### WHAT THIS TASK INVOLVES
Copy the records word for word, from the line containing "Where can you see the thick" through the end of the records, and leave out the pictures.

Begin RECORDS FOR THE TASK

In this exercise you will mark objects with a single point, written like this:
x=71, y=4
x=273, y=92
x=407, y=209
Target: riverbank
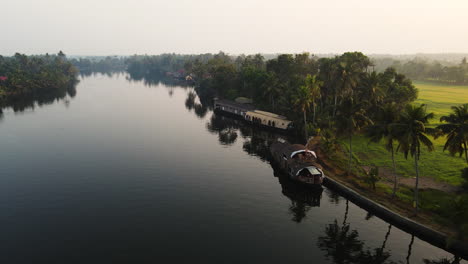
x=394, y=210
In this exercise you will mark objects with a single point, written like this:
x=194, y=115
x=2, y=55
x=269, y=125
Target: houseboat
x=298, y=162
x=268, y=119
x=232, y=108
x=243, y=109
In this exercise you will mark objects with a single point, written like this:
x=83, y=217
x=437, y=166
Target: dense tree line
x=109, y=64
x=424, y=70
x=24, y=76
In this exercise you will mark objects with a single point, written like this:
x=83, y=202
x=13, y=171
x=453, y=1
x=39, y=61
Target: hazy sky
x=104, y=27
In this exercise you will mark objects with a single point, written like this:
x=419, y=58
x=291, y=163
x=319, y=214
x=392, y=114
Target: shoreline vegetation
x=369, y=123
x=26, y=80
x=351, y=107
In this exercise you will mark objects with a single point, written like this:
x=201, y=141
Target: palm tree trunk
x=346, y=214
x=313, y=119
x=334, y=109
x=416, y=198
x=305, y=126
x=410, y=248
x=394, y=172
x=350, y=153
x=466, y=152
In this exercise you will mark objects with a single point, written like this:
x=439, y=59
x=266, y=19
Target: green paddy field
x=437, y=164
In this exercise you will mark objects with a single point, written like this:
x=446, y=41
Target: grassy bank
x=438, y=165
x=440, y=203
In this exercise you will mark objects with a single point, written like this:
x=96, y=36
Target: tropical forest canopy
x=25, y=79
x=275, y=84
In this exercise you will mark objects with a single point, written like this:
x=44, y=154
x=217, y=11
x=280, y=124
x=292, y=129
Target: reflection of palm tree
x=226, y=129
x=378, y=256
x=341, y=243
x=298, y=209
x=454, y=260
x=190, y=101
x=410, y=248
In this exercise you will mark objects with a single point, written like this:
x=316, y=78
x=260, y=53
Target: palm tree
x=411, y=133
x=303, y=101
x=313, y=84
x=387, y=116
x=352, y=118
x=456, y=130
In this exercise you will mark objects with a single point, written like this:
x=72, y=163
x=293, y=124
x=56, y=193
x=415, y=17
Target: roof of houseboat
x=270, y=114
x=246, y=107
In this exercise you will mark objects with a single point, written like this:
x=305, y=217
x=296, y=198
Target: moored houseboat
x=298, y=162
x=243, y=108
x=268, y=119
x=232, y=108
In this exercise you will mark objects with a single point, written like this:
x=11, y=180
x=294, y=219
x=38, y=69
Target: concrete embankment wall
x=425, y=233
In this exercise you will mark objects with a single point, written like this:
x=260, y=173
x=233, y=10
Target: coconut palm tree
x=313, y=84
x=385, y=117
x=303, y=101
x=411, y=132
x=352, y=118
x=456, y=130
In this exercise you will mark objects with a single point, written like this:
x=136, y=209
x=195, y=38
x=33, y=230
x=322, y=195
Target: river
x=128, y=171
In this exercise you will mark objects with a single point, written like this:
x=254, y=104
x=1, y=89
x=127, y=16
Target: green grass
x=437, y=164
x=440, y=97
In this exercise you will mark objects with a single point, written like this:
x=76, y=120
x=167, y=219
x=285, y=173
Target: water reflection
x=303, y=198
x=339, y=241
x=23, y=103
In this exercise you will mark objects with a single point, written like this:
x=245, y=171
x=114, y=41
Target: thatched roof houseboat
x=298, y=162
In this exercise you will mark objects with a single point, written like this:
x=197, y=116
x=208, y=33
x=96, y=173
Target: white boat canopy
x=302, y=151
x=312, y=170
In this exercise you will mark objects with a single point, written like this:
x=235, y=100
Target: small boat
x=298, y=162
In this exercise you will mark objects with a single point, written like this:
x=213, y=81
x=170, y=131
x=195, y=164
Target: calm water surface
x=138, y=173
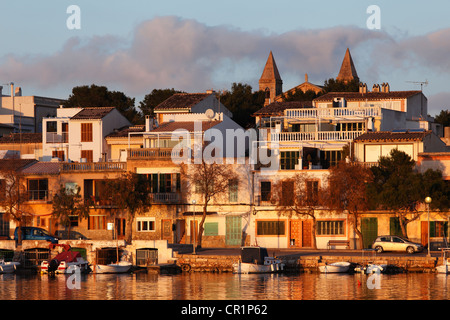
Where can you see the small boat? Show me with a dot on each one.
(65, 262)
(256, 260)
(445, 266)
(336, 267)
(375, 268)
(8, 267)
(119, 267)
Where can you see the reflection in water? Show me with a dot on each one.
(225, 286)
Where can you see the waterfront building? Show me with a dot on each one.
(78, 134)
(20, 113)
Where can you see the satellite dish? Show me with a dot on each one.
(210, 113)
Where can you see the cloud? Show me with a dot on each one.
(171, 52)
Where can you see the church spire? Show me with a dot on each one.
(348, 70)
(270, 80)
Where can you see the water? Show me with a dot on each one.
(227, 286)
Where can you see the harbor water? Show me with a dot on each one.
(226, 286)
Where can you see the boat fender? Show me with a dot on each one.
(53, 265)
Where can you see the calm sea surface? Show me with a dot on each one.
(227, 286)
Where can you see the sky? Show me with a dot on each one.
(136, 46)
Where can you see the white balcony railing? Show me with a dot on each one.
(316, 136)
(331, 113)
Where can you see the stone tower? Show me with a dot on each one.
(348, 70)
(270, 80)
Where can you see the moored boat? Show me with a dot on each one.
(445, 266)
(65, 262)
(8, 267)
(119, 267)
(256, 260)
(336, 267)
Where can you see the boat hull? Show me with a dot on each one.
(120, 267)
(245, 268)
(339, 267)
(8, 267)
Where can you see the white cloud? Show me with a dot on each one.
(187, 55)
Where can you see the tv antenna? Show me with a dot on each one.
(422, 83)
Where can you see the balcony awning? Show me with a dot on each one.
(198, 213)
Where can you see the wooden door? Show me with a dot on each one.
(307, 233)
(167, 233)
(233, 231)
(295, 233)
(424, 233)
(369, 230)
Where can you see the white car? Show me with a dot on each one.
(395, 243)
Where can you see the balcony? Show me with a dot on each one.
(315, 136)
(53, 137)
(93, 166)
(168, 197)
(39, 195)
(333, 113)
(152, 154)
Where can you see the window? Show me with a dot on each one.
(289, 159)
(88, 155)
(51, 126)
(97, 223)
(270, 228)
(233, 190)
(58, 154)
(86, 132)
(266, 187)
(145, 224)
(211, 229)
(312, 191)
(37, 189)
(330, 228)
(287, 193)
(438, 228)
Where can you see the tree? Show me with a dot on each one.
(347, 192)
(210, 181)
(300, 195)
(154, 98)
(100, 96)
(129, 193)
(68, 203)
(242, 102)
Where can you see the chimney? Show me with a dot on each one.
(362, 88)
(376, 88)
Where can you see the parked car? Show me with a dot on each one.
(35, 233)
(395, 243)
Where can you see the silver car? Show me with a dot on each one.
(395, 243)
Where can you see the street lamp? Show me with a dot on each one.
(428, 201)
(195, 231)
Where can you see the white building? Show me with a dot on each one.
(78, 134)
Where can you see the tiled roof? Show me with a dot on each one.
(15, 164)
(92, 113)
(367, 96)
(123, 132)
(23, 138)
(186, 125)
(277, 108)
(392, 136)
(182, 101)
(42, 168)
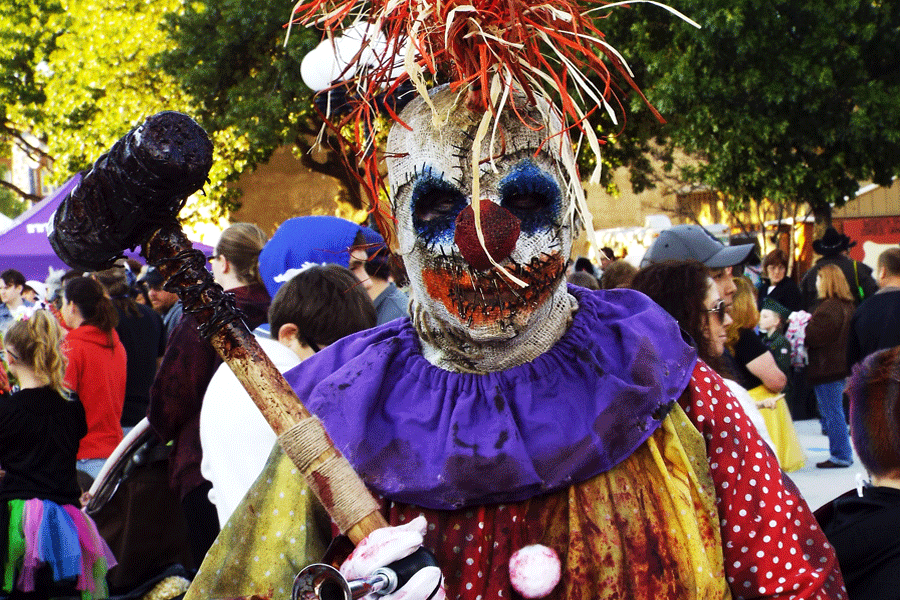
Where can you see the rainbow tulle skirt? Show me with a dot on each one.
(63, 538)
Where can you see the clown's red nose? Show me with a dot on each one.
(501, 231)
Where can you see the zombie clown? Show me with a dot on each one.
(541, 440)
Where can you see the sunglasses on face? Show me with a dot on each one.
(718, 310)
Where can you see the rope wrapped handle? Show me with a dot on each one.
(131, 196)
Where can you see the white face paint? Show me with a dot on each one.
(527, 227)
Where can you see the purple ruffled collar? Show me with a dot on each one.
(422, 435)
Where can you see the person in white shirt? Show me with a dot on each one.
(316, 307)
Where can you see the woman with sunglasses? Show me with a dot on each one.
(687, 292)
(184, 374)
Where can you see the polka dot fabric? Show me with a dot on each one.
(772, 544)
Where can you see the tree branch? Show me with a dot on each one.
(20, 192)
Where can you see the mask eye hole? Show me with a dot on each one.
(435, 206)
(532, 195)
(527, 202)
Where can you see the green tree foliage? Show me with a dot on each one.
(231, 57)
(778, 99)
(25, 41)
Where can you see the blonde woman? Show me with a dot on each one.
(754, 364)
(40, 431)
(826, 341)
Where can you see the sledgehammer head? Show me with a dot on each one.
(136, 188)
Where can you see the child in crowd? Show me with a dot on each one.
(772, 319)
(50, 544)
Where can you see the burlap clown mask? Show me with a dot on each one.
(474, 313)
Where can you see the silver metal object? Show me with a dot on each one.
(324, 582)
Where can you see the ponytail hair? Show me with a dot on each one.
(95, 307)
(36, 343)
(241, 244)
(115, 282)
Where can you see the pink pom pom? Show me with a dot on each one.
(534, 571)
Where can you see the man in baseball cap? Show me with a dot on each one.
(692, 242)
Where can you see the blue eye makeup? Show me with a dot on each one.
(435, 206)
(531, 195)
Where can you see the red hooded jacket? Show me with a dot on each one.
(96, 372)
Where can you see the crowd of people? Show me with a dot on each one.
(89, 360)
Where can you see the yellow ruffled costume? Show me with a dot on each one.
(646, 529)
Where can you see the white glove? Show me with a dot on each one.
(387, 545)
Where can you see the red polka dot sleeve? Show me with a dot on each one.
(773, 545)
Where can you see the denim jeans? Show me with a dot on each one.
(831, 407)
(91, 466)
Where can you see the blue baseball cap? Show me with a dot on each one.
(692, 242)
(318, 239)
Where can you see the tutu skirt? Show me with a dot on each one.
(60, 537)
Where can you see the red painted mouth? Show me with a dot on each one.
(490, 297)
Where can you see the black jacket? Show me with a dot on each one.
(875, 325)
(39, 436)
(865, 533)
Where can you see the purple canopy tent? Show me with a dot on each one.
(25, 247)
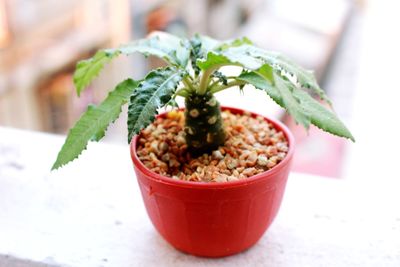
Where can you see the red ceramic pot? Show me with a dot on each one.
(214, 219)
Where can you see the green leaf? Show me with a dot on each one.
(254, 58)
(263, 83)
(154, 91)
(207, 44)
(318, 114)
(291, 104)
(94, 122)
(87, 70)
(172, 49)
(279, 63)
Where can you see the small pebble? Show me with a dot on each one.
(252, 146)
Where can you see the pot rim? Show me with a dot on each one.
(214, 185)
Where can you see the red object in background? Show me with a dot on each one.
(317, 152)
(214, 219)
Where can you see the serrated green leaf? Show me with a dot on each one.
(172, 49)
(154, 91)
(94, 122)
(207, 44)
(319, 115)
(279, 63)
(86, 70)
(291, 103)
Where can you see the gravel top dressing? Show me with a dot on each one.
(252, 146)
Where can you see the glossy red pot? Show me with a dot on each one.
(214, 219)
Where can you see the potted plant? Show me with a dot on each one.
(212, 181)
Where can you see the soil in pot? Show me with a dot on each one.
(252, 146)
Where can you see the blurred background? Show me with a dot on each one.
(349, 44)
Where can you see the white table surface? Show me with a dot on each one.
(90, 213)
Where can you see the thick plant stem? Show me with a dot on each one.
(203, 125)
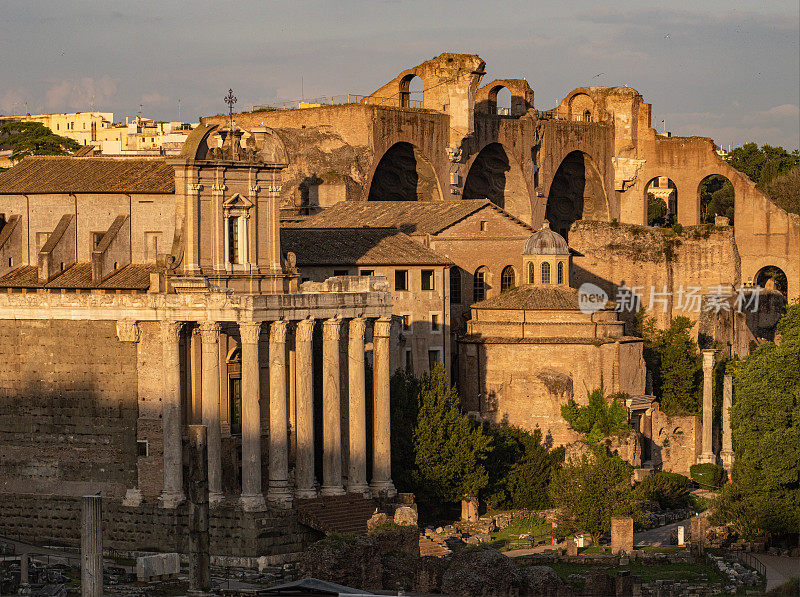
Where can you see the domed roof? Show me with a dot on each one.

End RECORDS FOR THE TASK

### TASK OUTPUT
Where can you see the thick plant stem? Show me with a dot on each one.
(203, 125)
Where can you see the domed roof? Show me with a dot on each one.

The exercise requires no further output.